Task directions — Can you write out all the data below again, swapping every "A single point" for "One point" and leaving everything else unchanged? Leave the pictures out of your answer.

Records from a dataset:
********************
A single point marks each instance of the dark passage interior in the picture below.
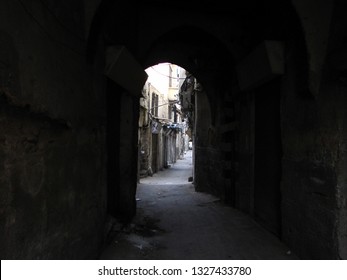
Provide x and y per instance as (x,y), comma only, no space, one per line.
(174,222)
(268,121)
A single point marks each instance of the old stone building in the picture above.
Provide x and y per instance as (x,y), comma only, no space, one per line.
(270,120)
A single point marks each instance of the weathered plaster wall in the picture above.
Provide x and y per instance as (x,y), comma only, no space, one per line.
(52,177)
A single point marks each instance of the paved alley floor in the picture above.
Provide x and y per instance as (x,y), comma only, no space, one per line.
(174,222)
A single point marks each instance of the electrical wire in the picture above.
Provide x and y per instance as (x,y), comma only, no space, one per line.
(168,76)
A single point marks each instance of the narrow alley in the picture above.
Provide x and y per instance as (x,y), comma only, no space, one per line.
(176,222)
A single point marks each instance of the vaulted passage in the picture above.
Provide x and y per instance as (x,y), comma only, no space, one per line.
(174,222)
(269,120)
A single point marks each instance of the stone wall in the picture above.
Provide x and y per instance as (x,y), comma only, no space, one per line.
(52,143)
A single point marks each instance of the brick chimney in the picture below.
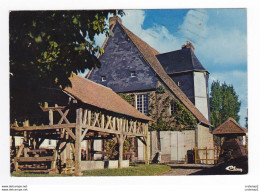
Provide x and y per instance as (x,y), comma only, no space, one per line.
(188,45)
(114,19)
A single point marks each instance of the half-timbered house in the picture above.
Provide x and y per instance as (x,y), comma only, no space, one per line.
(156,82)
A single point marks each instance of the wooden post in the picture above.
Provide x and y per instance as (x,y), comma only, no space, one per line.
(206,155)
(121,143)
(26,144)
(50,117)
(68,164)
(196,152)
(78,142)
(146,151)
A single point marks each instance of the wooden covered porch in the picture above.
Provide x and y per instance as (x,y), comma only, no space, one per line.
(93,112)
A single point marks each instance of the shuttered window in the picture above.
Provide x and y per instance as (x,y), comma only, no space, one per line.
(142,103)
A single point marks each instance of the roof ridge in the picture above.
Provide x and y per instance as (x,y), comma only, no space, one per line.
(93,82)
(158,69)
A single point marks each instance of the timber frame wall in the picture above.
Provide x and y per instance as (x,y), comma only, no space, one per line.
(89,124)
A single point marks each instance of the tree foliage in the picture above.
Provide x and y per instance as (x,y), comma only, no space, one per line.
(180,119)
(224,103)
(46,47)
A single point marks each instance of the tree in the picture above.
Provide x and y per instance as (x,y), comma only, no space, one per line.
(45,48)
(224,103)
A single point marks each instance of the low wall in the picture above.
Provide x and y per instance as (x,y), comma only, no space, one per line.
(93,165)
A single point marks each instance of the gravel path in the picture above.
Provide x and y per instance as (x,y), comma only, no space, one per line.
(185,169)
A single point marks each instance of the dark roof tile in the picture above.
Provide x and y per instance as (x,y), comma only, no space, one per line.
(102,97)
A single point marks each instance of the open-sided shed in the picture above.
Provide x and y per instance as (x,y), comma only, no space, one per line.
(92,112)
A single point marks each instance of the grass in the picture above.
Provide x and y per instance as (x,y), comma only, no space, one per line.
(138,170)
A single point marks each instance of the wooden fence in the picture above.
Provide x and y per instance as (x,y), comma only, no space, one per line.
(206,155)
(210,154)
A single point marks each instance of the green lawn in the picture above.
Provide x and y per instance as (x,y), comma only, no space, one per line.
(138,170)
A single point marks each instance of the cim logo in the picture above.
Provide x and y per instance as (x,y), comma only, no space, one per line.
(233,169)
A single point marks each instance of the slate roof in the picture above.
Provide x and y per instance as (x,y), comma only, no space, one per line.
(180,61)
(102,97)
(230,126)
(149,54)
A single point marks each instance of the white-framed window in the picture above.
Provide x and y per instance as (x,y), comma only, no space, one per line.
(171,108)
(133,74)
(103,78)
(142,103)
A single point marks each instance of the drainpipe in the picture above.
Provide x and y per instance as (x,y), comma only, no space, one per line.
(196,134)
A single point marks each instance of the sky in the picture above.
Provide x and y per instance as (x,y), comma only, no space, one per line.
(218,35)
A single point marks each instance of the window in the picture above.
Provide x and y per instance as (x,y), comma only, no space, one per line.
********************
Answer —
One point marks each instance of the dark passage interior in the picture below.
Provide x and y per instance as (x,y), comma only, no space, one per line.
(174,222)
(268,121)
One point marks each instance of the old stone building in the picture above.
Provide x and y per instance as (x,y), comma only, no space, one per line.
(270,120)
One point marks each instance of the weathered plaster wall in the picture above.
Provide x and y per instance as (x,y), comma only, no space, one per line.
(52,177)
One point marks each instance of the paved alley floor in the picture above.
Provide x and y per instance as (x,y), comma only, no space, one per line.
(174,222)
One point marks each instance of the electrical wire in the picture above.
Provide x and y per instance as (x,y), comma only, no space, one per line.
(168,76)
One point marks each instance of the narrow alley in the picture above.
Provide x and y per instance as (x,y), comma only, no space, one per line.
(176,222)
One point marks each instance of the vaulted passage in the picture above.
Provide x and y per instance as (x,y), comma only, no space, one per line.
(174,222)
(269,120)
One point marks each instance of the stone wall in the picture above.
Provide x and y per instance as (x,y), comma only, no space, one per line.
(52,143)
One point marks each instance of the brick chimney in the picture below.
Provide x and y per instance as (x,y), comma only, no space, one per line.
(188,45)
(114,19)
One point marks each instance of the half-timbered house in the picture above.
Provide x and y per instance as (x,y), comma only, no space, one per line.
(156,82)
One point marks each instance of the wooden post in the picture above.
Provide x and y per instance as (x,y), comma only, no space, one per line.
(206,155)
(121,143)
(26,144)
(50,117)
(68,164)
(196,152)
(78,142)
(146,151)
One point marks each instance of the wooden covered porch in the picture above.
Provide x and y per instance as (x,y), comma only, no space, one per line.
(93,112)
One point marks each instance of the shuttered window in the picture above.
Provide x and y per instance as (x,y), comma only, no space, one per line.
(142,103)
One point marks each instance of the roof ridge in the picture above.
Provide x and y per instance as (x,y), comma only, no space, one per line.
(93,82)
(158,69)
One point marks each instance of the timber frame wall in the picture above.
Provide x and y per instance as (x,y), comma only, no space, one per line.
(89,124)
One point marks each instance of the tree foliage in the picture above.
Provide x and y per instance as (x,y), comma only, no space, one per line.
(180,119)
(224,103)
(46,47)
One point marks each instance of the tree in the picture above.
Provide x and y per instance as (x,y), comma only, no space, one per line.
(45,48)
(224,103)
One point marks each instance of the low wall in the picture above.
Provide x and y per instance as (x,y), comma only, no space, one per line.
(93,165)
One point marks each instance of the gravel path in the picture above.
Provide x and y per instance as (x,y), comma only, no space, one per line.
(185,169)
One point marks each instance of the dark roof tile in the picture above.
Provide x and y per instance as (x,y), comma only, no space, one per line.
(102,97)
One point marks each instance of the open-sided shed in the picture above.
Provide x and y per instance as (x,y), comma only, no space, one per line.
(92,112)
One point marks each instance of the grass in the picture above.
Provide x and y per instance as (x,y), comma only, no space, one per line.
(138,170)
One point marks each instance of the wooden fence in the picture above.
Provide x and y per instance as (x,y), comma only, no space, one per line.
(206,155)
(210,154)
One point marks each instance of the green lawn in the picture above.
Provide x and y per instance as (x,y), comma only, no space, one per line.
(138,170)
One point marks each instance of the cim logo in the picture above.
Provide x and y per instance as (x,y), comma only, no space, one per line.
(233,169)
One point marks each instance of the slate roof in the picture above.
Provide x and y per instance as (x,y), comma only, no space, one per line.
(180,61)
(102,97)
(230,126)
(149,54)
One point marks each instance of the white-framed window in the picture above.
Provide x and y per instance as (x,y), comma only, no space, one per line.
(171,108)
(133,74)
(103,78)
(142,103)
One point marks each instance of the drainpipe in the picture above.
Provide x and y per instance as (x,y), comma only, no space, one per line.
(196,134)
One point marks each instance of the sky in the picture above.
Provide x and y per instance as (x,y), comma only, no space, one per line.
(218,35)
One point marks each instance of the window in the picture above.
Provide x and y per instance as (x,y), comma only, no space, one per line.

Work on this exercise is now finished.